● **Exercise tasks**
[a] Answer these from the passage about writing:
(i) What astrological sign does the writer say they are?
(ii) What piece of furniture did the Muse make the writer buy for the office?
(iii) What does the writer compare writing to in the last lines?
[b] Return, word for word, the part of the passage about writing between "And today, man, I" and "laundry detergent commercial.", inclusive.

● **Passage provided**
And today, man, I am on fire. On fire, that is, with at least three great ideas for books I could be writing instead of the beast that I’m trying to finish. For that project, I have no enthusiasm left. It’s as though, since it’s the ending has all been hammered out in my head, it’s already done and thus the chore of putting words on paper has become drudgery. And being an Aries, new is always better. New. Fresh. Exciting. I should be a laundry detergent commercial.

All this leads me to a theory that isn’t really new, but is something I need to remember when I’m down in the writing dumps. The very act of writing itself generates creative energy. Even if I think I’m writing absolute crap, and I’m bored to tears, and I know in my very gut that I’m nothing but a hack, just the act of stringing words together, of putting energy into my fictional worlds, somehow generates enough creative juice to make my Muse sit up from Her langor on that Roman reclining couch She made me buy for my office, put aside the grapes (that She refuses to share with me), and wander over to see what I’m doing again. And bringing with her a whole slew of new and fun ideas. And while I know I have to stay focused on the work at hand (or I’d never finish anything!), I need to remember that the best way to get Her attention, to call Her back from Her self-imposed exile, is to sit my butt in my desk chair and force myself to put words on paper — no matter how much more appealing scrubbing the hard water build up off the toilets might seem at the moment. Writing begets writing. It’s just like a muscle. The more you use it, the stronger it gets.

● **Extracted records**
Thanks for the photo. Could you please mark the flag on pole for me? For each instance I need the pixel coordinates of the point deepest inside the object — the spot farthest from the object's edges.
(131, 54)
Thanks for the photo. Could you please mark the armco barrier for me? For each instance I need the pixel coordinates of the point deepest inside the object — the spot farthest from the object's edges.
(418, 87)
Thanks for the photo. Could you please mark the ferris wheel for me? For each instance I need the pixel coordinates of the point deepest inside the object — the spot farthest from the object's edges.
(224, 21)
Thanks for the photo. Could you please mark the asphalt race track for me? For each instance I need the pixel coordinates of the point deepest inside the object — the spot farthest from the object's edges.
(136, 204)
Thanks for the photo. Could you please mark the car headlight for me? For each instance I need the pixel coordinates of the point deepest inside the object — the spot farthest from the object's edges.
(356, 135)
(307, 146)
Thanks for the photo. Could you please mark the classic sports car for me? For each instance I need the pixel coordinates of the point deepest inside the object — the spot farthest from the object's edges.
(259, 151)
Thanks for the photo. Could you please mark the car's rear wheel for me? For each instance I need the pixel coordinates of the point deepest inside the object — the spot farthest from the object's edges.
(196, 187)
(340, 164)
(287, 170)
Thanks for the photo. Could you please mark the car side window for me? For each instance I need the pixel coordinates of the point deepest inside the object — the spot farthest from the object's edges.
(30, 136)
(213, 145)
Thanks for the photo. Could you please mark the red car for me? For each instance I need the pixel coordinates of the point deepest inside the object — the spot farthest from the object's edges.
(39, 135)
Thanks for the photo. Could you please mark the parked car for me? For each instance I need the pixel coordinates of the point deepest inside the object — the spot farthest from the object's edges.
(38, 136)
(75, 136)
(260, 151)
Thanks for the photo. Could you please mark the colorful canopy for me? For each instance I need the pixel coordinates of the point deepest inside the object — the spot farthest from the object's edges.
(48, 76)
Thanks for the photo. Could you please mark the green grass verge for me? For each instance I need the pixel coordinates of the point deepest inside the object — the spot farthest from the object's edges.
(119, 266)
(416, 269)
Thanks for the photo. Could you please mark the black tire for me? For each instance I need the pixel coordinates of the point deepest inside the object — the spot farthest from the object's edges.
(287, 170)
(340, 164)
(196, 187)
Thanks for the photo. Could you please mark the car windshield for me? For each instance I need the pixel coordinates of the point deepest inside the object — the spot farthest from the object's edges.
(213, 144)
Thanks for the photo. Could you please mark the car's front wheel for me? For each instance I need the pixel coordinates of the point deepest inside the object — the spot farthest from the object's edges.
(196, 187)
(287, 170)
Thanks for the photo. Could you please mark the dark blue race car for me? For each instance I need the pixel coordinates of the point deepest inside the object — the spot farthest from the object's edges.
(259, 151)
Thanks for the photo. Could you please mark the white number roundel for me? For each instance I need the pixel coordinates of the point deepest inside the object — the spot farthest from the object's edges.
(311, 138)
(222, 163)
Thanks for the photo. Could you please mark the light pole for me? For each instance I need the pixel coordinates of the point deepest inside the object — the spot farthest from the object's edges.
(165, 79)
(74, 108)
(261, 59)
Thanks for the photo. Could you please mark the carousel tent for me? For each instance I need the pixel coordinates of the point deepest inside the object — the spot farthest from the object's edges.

● **Solutions per task**
[a]
(i) Aries
(ii) A Roman reclining couch
(iii) A muscle

[b]
And today, man, I am on fire. On fire, that is, with at least three great ideas for books I could be writing instead of the beast that I’m trying to finish. For that project, I have no enthusiasm left. It’s as though, since it’s the ending has all been hammered out in my head, it’s already done and thus the chore of putting words on paper has become drudgery. And being an Aries, new is always better. New. Fresh. Exciting. I should be a laundry detergent commercial.